━━━━━ Text

Soon another land cruiser comes careening down the street, pulling right up to the first one.  We finalize a price, pass the ski bags from one roof rack to another, pile in, and off we go.  The car has a chain on one tire (which is about as bald as all the rest), and a driver who immediately puts on a pair of pink aviator sunglasses - which go oddly well with his neatly parted hair in a Bollywood sort of way.  Ricocheting up a partially plowed road to Gulmarg, the main ski resort in India, my mind gets blown.

My flatmate from Delhi and I are sharing the 4x4 taxi with two Russians we met at the airport.  We start chatting, and it turns out one is from the Kamchatka peninsula (if you don't know where that is, google it right now...).  I nonchalantly mention that I happen to have spent some time skiing there as well.  He seems surprised, and asks where.  Most people couldn't place his home on a map, let alone have set foot there.  I mention a few stories from our trip there, including squeezing into a bus with skis and getting dropped off at a random kilometer post in the wild.  It turns out he is a heli-ski guide in Kamchatka, on a bit of a vacation before the season back home picks up spending the next month skiing in Kashmir.  When I mention a backcountry ski race in Avacha pass...  and he asks the year I was there...  and we realize that we were in the same competition....  and that he remembers me as the only telemarker in the race....  an odd, serendipitous moment passes, where we both feel awkwardly close and amazed at as stars, planets and moons align.

━━━━━━━━━━

- **Written instruction 1**:
According to the Gulmarg skiing account, what is the occupation of the Russian from the Kamchatka peninsula?
- **Written instruction 2**:
Continue the Gulmarg skiing account from its final sentence.

━━━━━ Provided records

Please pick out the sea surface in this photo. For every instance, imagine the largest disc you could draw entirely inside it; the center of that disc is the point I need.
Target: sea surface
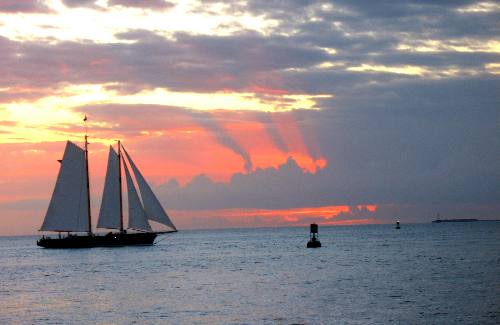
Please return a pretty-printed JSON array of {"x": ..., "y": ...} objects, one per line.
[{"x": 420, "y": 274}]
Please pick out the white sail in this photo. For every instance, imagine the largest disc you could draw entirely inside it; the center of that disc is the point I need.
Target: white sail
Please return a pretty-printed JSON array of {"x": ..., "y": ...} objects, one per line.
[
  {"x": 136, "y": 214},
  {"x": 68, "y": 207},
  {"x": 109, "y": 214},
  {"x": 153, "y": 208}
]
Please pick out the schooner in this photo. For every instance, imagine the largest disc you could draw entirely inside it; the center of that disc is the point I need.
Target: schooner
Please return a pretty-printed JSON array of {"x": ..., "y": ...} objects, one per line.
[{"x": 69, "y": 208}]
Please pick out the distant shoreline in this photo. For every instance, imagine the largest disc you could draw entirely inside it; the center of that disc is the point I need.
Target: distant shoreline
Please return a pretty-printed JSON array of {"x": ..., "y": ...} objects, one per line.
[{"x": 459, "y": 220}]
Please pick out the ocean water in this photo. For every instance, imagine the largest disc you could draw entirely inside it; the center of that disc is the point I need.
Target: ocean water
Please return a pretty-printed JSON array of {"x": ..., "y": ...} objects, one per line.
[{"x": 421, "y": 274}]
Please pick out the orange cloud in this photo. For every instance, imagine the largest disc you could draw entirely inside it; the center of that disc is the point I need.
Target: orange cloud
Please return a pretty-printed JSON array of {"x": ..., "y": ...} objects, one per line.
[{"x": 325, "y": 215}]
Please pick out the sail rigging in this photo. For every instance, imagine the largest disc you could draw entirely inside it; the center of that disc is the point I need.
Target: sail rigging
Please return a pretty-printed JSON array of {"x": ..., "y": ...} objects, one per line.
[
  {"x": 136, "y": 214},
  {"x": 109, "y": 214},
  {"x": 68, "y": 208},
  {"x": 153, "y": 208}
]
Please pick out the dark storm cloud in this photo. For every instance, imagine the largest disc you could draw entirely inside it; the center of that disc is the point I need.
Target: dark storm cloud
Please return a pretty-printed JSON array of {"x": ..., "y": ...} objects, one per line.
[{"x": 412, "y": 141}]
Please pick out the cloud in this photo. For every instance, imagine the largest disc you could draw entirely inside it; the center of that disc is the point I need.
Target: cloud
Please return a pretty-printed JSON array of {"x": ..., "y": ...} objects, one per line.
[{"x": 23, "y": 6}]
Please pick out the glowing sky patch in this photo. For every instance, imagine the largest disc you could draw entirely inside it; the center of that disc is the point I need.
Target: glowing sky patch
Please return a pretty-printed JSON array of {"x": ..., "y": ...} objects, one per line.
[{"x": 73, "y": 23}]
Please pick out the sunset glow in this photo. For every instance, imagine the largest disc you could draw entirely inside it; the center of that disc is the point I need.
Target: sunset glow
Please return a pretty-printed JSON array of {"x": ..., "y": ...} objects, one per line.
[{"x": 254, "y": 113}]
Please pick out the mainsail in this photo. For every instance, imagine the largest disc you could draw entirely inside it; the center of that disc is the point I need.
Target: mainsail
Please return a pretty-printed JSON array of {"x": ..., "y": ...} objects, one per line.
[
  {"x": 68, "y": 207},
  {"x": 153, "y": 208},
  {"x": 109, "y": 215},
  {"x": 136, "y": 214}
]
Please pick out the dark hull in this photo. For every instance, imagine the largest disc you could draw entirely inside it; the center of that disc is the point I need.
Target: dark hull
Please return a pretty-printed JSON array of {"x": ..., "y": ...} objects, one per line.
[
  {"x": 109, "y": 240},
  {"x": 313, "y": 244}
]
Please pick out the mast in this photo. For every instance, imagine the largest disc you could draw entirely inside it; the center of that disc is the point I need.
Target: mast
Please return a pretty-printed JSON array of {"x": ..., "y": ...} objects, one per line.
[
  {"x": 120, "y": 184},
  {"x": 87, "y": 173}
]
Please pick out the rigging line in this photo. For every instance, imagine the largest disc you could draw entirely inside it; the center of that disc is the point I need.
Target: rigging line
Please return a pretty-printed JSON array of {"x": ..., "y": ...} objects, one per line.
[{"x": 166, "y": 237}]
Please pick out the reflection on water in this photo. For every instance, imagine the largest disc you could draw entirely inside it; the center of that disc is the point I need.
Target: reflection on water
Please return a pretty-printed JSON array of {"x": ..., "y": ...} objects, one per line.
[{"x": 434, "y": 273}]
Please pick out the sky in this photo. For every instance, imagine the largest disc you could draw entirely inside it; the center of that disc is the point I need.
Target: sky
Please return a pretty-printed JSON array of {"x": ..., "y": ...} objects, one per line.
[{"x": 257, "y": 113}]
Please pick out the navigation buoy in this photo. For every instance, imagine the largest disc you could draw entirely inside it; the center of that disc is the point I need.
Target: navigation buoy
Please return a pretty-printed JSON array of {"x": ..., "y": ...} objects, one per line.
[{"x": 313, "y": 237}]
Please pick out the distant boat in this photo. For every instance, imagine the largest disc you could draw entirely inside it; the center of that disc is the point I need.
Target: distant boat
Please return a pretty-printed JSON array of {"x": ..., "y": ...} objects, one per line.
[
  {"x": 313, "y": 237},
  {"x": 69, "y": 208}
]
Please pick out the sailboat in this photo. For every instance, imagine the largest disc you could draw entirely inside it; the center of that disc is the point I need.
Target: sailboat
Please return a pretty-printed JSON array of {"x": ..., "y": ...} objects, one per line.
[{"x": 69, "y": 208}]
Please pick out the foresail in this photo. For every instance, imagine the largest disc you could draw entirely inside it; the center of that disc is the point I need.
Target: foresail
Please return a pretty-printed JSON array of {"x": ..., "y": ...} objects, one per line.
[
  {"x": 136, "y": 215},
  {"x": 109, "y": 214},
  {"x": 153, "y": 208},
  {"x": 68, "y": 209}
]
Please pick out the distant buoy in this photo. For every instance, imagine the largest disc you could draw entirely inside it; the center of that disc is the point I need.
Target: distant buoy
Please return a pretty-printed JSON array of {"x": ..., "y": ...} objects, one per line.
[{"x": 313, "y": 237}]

━━━━━━━━━━
━━━━━ Provided records

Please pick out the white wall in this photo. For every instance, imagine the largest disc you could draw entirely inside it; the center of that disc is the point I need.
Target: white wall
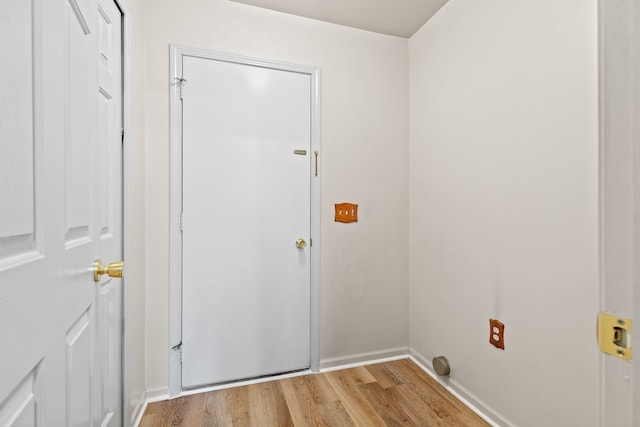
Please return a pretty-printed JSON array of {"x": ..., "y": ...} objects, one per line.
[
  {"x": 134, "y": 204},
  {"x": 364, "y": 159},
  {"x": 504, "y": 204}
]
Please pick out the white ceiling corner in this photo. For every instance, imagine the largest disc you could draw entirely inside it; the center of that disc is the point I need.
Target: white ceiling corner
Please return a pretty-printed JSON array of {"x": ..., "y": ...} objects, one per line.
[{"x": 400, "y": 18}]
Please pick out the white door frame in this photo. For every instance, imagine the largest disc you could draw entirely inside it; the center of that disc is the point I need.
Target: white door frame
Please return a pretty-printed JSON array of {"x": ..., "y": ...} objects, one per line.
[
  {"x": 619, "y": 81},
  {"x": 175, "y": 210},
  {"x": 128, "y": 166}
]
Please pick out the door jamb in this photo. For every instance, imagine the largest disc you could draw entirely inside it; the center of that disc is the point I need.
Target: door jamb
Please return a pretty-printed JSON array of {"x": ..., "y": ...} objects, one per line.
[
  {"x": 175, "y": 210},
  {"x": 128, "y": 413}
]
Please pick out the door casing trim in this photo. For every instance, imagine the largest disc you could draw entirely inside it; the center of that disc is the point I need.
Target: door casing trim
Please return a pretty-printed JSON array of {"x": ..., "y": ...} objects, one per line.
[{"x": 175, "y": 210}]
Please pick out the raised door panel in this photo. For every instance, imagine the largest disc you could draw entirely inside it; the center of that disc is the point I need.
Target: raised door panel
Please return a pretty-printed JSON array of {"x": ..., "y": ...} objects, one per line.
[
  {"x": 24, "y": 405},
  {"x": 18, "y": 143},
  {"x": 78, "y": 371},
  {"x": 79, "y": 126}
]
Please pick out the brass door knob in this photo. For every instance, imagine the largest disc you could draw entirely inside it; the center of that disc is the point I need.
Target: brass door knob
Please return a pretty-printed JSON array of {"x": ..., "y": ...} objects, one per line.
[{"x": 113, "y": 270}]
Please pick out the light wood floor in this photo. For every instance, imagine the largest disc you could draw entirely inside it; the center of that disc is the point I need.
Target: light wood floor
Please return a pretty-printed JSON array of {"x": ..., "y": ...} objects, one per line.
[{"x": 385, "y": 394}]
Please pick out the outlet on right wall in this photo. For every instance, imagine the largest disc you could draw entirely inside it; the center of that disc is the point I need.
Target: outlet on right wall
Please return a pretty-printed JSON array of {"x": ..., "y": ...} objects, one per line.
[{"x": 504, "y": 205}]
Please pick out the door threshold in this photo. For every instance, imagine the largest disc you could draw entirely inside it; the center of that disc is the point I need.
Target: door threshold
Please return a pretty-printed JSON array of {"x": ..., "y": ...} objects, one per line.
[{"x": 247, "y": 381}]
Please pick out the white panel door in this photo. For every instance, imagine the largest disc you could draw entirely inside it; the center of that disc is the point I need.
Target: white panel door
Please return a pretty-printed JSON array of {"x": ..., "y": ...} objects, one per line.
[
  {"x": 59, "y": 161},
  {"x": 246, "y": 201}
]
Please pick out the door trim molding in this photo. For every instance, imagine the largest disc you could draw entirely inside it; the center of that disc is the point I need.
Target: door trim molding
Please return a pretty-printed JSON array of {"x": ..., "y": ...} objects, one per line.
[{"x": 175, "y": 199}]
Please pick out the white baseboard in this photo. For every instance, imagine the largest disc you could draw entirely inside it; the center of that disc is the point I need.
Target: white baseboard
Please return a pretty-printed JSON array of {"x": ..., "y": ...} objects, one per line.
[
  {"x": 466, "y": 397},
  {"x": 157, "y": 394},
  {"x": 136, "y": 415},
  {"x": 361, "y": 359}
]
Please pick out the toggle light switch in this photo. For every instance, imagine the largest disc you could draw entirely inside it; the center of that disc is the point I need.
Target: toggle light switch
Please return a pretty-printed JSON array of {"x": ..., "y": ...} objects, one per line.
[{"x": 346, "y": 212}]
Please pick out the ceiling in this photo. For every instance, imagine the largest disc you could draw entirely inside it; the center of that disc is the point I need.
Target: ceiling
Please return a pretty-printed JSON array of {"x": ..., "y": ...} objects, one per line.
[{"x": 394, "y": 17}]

━━━━━━━━━━

- **Exercise output 1**:
He is a heli-ski guide in Kamchatka.

- **Exercise output 2**:
The world gets a little smaller.

Is this just odd chance, coincidence or serendipity?  Or has the world become a narrowing of self-selecting groups of people who share similar interests, a passion for travel, and the means to do so - who will naturally run into each other or unwittingly pass a friend of a friend of a distant acquaintance?  Or have our social circles grown to intersect similar circles from distant lands, merging into one and the same?

Does six degrees of Kevin Bacon now apply to... anyone?